Photo object pointing records:
• • • • •
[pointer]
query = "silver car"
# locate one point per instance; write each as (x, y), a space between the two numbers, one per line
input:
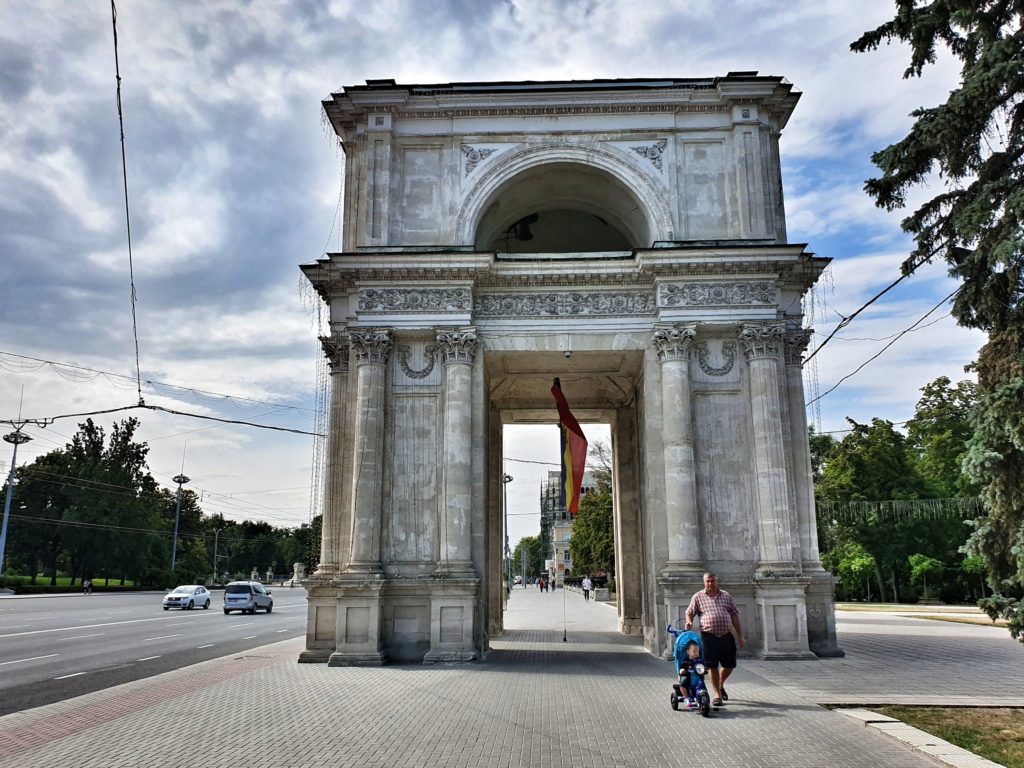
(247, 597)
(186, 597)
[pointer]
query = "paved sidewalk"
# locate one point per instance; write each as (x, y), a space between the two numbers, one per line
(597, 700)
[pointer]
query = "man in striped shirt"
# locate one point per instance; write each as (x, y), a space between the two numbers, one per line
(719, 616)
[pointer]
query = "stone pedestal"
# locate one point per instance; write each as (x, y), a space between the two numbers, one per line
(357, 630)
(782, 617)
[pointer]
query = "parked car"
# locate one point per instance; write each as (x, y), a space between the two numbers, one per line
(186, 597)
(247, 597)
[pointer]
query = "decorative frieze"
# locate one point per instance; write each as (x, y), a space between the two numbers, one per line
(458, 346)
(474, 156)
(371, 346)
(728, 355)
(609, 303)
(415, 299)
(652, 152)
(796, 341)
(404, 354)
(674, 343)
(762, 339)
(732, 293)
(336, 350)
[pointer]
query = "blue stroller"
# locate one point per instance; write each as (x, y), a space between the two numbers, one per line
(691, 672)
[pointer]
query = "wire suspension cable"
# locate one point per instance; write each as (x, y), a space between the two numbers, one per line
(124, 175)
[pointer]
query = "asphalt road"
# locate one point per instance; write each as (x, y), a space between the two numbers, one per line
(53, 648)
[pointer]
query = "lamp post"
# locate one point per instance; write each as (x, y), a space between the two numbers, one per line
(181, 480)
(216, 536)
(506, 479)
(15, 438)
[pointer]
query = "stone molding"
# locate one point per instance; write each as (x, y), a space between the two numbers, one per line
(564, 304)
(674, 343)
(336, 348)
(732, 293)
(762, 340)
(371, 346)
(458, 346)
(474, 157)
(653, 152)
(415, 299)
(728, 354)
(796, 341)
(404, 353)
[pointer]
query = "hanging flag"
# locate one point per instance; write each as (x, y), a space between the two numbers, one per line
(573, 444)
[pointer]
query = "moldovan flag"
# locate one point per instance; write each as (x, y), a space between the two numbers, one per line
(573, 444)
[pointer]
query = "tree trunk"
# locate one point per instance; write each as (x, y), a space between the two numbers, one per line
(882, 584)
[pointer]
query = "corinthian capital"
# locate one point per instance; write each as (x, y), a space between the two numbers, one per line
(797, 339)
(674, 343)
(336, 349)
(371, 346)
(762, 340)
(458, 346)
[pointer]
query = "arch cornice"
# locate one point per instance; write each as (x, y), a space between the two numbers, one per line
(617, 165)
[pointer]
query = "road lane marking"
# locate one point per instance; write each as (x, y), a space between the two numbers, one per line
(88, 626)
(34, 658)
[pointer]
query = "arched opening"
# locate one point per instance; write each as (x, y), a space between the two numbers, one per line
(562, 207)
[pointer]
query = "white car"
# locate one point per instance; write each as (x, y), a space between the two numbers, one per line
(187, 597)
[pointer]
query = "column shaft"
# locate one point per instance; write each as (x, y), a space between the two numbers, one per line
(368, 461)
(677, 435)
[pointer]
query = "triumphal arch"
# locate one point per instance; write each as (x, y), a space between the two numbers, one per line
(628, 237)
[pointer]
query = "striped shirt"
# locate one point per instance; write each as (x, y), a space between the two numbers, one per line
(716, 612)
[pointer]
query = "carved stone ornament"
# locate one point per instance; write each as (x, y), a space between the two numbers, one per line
• • • • •
Return all of the entries word for word, but omit the pictures.

→ EXPECTED ANSWER
[pointer]
query = "silver car"
# locate one point per instance; write each as (x, y), a space between the two numbers, one per line
input:
(247, 597)
(186, 597)
[pointer]
query = "paved sidewalk"
# locate one point per instance; write each as (x, y), a space between the two numbers, one per line
(597, 700)
[pointer]
query = "man in striped shirt"
# locate one point per instance; write each as (x, y), a space between the two numbers, one per line
(719, 616)
[pointer]
query = "stone pedestal"
# locate one point per instance; write each as (x, y), a space between the two numbers, one per line
(357, 630)
(782, 617)
[pointer]
query = "parked car"
# locate one point per instance; write each as (x, y), a space between the two numbers, one per line
(186, 597)
(247, 597)
[pointer]
query = "decorative frieze"
# locate one point per instance; write each as (x, y), a space between the two numbers, one per line
(458, 346)
(474, 156)
(371, 346)
(728, 355)
(609, 303)
(415, 299)
(652, 152)
(796, 341)
(404, 354)
(674, 343)
(762, 339)
(732, 293)
(336, 350)
[pointer]
query = "blue stroller"
# locate one point per instance; write each as (x, y), a space between the two numbers, one per line
(691, 672)
[pointer]
query = "wire suspension cable"
# locate one point per instance; write each as (x, y), a space between the two numbers, one per line
(124, 175)
[pointer]
query = "asphalt road"
# locate one point per instance; write each as (x, y), a space between the two numbers, one per line
(53, 648)
[pointer]
query = "lamp post"
# locate one point per instance; write each as (x, y), a space between the two numbers, one per line
(181, 480)
(216, 536)
(506, 479)
(15, 438)
[pointer]
query = "stone molding"
# locate one point per instance; write each as (x, y), a space between the two numbers, one per line
(564, 304)
(674, 343)
(336, 348)
(732, 293)
(762, 340)
(371, 346)
(458, 346)
(474, 157)
(653, 152)
(415, 299)
(728, 354)
(796, 341)
(404, 353)
[pointer]
query = "hanging flag"
# locate one point per instance; write each as (x, y), a space between the two numbers, one per line
(573, 444)
[pointer]
query = "moldovan flag"
# locate one point per instance; write each as (x, y), a space between the two numbers, one per line
(573, 444)
[pointer]
query = "tree trunk"
# locate one point per instance; write each as (x, y), a space between the two numbers, one per line
(882, 584)
[pointer]
query = "corinthian capital"
# locate one point per instance; write each as (x, y), a space between the two numbers, one per line
(797, 339)
(674, 343)
(336, 349)
(371, 346)
(762, 340)
(458, 346)
[pointer]
query = "arch cornice"
# locate one point per instance; write each as (x, y), a space between the two numbers, one per line
(617, 165)
[pointer]
query = "road lane marking"
# locate one point per instance; write each as (x, y), a space between the two numbers, one per line
(88, 626)
(34, 658)
[pointer]
query = "arched opening"
# locate one point per instance; write each as (x, y), a space between the two numbers, one per line
(562, 207)
[pointer]
query = "white car"
# locate one point per instance; write each as (x, y), a space between the two numbers, one per line
(187, 597)
[pointer]
query = "column shaft"
# locate one point per instance; write each as (x, y), a space between the two numbers, one per line
(368, 461)
(677, 435)
[pointer]
query = "triumphal arch"
# locate one point per instance; write each as (x, y), a space between the two numbers, one per line
(628, 237)
[pointer]
query = "striped shirt"
# locate one point per instance; write each as (x, y), a space between the two numbers, one per line
(716, 612)
[pointer]
query = "carved stone ornament"
# locate one point per instance; write each as (x, y), a space between the two numbers, one per line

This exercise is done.